**Directions**
Beginning at the line containing "Check that each instance of the white pickup", output every line to the end of the data below exactly as it appears.

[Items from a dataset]
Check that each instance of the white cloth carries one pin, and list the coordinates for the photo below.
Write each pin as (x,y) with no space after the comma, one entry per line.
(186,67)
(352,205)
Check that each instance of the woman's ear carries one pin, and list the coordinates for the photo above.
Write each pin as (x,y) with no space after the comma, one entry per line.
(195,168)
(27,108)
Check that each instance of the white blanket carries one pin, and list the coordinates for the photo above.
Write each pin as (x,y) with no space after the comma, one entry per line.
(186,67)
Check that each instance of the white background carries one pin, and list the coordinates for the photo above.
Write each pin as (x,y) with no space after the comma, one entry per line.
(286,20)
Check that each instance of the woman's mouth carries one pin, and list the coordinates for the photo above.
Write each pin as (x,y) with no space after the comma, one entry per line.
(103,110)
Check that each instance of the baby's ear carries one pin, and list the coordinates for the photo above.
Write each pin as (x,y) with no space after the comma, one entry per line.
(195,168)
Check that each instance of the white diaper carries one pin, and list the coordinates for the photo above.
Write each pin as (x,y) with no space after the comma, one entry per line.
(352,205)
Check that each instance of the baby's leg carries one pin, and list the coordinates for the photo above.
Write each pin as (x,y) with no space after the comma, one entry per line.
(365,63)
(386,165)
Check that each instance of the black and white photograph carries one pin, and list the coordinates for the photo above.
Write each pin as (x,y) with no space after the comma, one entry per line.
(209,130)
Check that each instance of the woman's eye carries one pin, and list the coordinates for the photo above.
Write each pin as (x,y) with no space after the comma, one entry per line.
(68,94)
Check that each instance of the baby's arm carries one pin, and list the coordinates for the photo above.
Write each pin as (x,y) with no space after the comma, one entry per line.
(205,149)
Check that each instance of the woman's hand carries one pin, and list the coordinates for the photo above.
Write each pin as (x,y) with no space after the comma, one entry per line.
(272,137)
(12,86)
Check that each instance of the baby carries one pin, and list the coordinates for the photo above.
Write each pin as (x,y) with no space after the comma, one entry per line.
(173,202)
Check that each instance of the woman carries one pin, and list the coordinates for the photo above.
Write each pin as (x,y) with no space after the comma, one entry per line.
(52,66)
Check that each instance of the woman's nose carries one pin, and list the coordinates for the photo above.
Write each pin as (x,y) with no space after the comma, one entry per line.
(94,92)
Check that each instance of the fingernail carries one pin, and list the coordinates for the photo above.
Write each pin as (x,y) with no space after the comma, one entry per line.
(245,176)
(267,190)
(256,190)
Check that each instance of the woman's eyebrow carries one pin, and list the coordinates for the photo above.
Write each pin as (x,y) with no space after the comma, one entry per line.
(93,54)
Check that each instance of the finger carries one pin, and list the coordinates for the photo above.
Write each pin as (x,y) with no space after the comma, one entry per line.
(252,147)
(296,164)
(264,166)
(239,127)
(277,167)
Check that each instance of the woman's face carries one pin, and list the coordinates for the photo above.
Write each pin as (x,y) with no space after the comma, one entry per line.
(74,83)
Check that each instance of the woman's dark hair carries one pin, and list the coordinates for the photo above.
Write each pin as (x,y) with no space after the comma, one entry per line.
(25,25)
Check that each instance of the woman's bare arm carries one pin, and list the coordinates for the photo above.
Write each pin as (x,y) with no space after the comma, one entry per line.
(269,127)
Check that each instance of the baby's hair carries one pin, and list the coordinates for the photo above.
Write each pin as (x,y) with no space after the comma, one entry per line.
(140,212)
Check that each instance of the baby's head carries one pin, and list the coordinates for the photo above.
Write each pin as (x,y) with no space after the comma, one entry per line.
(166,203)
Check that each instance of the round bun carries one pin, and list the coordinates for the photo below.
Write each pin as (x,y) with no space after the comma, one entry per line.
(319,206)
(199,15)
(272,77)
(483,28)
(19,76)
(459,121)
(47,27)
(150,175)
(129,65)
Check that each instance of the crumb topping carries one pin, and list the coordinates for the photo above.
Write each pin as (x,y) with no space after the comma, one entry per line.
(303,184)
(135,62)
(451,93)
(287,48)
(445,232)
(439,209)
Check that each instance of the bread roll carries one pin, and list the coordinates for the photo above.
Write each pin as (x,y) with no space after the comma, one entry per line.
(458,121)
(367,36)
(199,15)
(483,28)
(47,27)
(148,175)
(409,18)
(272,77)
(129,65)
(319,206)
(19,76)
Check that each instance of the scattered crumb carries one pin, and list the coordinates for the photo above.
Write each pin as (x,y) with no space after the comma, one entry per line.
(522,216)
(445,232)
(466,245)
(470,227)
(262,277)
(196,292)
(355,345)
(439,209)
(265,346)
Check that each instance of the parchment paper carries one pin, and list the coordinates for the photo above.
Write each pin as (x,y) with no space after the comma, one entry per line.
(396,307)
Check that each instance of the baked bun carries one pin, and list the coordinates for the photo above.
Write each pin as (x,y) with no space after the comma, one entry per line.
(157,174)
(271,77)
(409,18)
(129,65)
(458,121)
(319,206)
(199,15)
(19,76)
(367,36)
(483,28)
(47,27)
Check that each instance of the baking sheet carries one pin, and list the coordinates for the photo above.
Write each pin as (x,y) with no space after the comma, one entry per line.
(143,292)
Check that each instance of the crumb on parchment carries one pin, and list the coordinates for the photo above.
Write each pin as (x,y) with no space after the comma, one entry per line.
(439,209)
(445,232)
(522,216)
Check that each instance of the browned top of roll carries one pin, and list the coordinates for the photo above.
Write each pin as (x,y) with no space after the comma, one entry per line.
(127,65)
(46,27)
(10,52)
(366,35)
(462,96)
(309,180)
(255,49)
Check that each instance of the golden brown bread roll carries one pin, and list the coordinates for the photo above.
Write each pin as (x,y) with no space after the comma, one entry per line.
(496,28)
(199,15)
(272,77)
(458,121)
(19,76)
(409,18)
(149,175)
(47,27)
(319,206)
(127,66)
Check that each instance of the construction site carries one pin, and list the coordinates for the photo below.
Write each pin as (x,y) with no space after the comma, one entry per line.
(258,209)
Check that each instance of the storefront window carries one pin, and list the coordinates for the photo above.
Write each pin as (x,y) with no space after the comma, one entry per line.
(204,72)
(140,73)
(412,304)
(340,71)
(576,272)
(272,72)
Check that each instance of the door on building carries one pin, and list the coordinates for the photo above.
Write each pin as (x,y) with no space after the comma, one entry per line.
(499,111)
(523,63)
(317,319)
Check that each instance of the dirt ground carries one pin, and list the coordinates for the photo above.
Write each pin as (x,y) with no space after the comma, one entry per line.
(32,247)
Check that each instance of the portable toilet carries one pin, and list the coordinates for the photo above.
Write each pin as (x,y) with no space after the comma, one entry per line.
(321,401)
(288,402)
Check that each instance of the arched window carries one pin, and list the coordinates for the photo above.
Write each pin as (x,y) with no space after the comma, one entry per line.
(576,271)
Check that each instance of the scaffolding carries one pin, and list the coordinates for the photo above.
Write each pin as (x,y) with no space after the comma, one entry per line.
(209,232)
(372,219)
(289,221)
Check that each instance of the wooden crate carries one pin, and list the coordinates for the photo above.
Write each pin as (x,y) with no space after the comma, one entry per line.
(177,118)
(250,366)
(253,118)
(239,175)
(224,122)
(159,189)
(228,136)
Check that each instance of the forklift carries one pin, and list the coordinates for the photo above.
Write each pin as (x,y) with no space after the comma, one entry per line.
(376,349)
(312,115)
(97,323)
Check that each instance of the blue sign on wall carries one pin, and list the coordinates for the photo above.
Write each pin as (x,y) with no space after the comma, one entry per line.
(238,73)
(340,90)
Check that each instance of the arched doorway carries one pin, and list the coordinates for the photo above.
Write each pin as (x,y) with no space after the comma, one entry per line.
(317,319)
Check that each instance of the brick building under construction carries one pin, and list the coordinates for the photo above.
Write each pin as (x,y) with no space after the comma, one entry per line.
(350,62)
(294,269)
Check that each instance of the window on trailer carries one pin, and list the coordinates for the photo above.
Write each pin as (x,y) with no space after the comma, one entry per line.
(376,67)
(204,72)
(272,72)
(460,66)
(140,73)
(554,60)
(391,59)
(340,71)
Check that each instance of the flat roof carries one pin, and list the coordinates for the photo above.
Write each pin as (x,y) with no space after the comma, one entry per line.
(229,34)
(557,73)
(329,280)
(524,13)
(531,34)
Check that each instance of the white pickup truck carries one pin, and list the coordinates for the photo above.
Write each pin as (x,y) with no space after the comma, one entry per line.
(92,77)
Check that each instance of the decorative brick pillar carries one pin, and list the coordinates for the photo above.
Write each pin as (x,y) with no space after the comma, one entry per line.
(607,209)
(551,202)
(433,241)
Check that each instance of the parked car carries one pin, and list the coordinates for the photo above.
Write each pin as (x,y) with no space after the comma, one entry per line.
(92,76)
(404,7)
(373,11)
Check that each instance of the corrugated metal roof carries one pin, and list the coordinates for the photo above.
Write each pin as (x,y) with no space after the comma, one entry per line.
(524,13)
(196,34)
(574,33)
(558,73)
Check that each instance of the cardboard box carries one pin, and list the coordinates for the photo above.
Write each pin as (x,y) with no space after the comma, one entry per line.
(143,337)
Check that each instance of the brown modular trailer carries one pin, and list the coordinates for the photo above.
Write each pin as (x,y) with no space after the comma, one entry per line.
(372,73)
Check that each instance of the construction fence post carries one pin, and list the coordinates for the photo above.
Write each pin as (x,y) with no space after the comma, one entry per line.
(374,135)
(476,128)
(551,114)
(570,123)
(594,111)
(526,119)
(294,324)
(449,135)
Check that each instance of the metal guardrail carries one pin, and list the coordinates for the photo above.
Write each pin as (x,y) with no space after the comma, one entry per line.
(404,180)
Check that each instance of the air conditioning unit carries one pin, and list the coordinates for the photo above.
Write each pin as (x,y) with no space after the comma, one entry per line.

**Exercise response**
Check that each instance of the white pickup truck carries one pin, and list the coordinates for the photo above.
Write each pin as (x,y) with no space after the comma, one entry per line.
(92,77)
Check that each instance of the decorative brick pillar carries one pin, and list the coordinates for the photo above.
Write each pin as (x,y) with no space after the comma, one entry per line.
(607,209)
(551,202)
(433,241)
Check that each instance of the parked car carries one pin, and list the coordinates for the photo above.
Write each pin as (x,y) with no space after the comma, one entry per line.
(92,76)
(404,7)
(373,11)
Check that each instance of the corrugated metal roof carries one pin, and list the coordinates for the photo above.
Write each pin as (x,y) with no space after the comma, one entry per line.
(524,13)
(196,34)
(574,33)
(558,73)
Check that each instance of the cardboard box carries one pin, and list the coordinates for the photo above.
Write each pin as (x,y) with no space after the comma, one entry per line.
(143,337)
Check that each instance of the brown modular trailer carries one pin, and list the coordinates for the photo above.
Write each pin as (x,y) with no space after the comma, one entry per line.
(372,73)
Check that each instance of the construction fence post carries one pin, and list the coordinates for the photo above.
Write each pin as (x,y) with no space after the comma, one entry per line.
(374,135)
(476,128)
(551,114)
(570,123)
(594,111)
(526,119)
(294,324)
(449,135)
Check that each instance of the metal guardrail carries one pin, and list the coordinates for the photo above.
Write each pin as (x,y) with no space after the comma, one entry per line.
(404,180)
Check that each instance of the air conditioning unit carries one pin, and list the coordinates for the photo above.
Write each pin as (x,y) with no space after the comma, one entry per line.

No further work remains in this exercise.